MAGAZINE SOUJAR

terça-feira, 10 de setembro de 2013

PP VJK Acidente do 707 na África


O ano de 1987 mal havia começado. Madrugada quente e estrelada naquele 3 de janeiro. Noite escura, de lua nova, no aeroporto internacional Felix Houphouet Boigny. O acanhado terminal recebia poucos passageiros. Aparentemente, o início do ano ainda inibia a vontade de viajar para muita gente.
Num dos 25 balcões do aeroporto, apenas 39 passageiros apresentaram-se para fazer o check-in no vôo da Varig com destino ao Rio de Janeiro.
Naquela noite, o vôo RG 797 seria operado pelo Boeing 707-379 de prefixo PP-VJK. Aquele não seria um vôo qualquer para o veterano Boeing 707. Seria na verdade o último vôo do jato com as cores da Varig.
== == ==
§ **TAREFA BREVE 1**:
Edite o relato sobre o acidente do 707 na África: reproduza o trecho que se inicia com as palavras "O ano de 1987" e se encerra com "cores da Varig.", substituindo "acanhado" por "pequeno".
§ **TAREFA BREVE 2**:
Responda com base no relato sobre o acidente do 707 na África:
(a) Em que dia, mês e ano se passa a madrugada descrita?
(b) Quantos passageiros se apresentaram para o check-in no voo da Varig?
(c) Que avião, com seu prefixo, operaria o voo RG 797?
§ **TAREFA BREVE 3**:
Prossiga o relato sobre o último voo do Boeing 707 PP-VJK, começando logo depois da frase final apresentada.
== == ==
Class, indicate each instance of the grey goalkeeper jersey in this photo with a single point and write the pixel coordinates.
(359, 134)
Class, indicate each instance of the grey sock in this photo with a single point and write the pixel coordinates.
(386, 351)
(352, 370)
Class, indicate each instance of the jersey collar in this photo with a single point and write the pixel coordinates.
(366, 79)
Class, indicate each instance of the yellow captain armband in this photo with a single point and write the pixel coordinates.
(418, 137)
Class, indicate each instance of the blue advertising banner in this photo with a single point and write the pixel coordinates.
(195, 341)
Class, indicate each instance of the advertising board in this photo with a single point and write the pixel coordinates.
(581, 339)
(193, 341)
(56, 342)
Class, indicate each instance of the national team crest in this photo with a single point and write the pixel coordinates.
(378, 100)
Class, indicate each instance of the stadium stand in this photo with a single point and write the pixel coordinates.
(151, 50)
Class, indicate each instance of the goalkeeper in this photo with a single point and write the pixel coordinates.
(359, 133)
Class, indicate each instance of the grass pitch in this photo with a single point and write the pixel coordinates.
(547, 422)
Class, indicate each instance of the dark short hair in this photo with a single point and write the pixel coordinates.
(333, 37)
== == ==
§ **RESPOSTA ESPERADA 1**:
O ano de 1987 mal havia começado. Madrugada quente e estrelada naquele 3 de janeiro. Noite escura, de lua nova, no aeroporto internacional Felix Houphouet Boigny. O pequeno terminal recebia poucos passageiros. Aparentemente, o início do ano ainda inibia a vontade de viajar para muita gente.
Num dos 25 balcões do aeroporto, apenas 39 passageiros apresentaram-se para fazer o check-in no vôo da Varig com destino ao Rio de Janeiro.
Naquela noite, o vôo RG 797 seria operado pelo Boeing 707-379 de prefixo PP-VJK. Aquele não seria um vôo qualquer para o veterano Boeing 707. Seria na verdade o último vôo do jato com as cores da Varig.

§ **RESPOSTA ESPERADA 2**:
(a) 3 de janeiro de 1987.
(b) 39 passageiros.
(c) O Boeing 707-379 de prefixo PP-VJK.

§ **RESPOSTA ESPERADA 3**:
Depois de pousar no Galeão, o VJK seria definitivamente retirado de serviço na Varig, depois de voar pela empresa por 19 anos.
Operada pela companhia ininterruptamente desde 4/11/1968, a aeronave, naquele começo de 1987, o Boeing 707 já tinha novo dono: a FAB, Força Aérea Brasileira, que iria utilizá-lo em missões de transporte, com a matrícula FAB 2400.
Além dos 39 passageiros, o Boeing levava ainda 12 tripulantes, liderados pelo comandante Julio César Carneiro Corrêa, de 38 anos.
Com 11 mil horas de vôo, Carneiro tinha 1.198 horas no comando do Boeing 707. Piloto-instrutor, naquele RG797 estava acumulando a função de ensinar ao seu co-piloto, Nélson Fontina de Figueiredo, a arte de pilotar o Boeing 707.
A veterana aeronave é da primeira geração da aviação a jato. Isso significa que é um modelo que exige grande perícia e experiência para ser pilotado.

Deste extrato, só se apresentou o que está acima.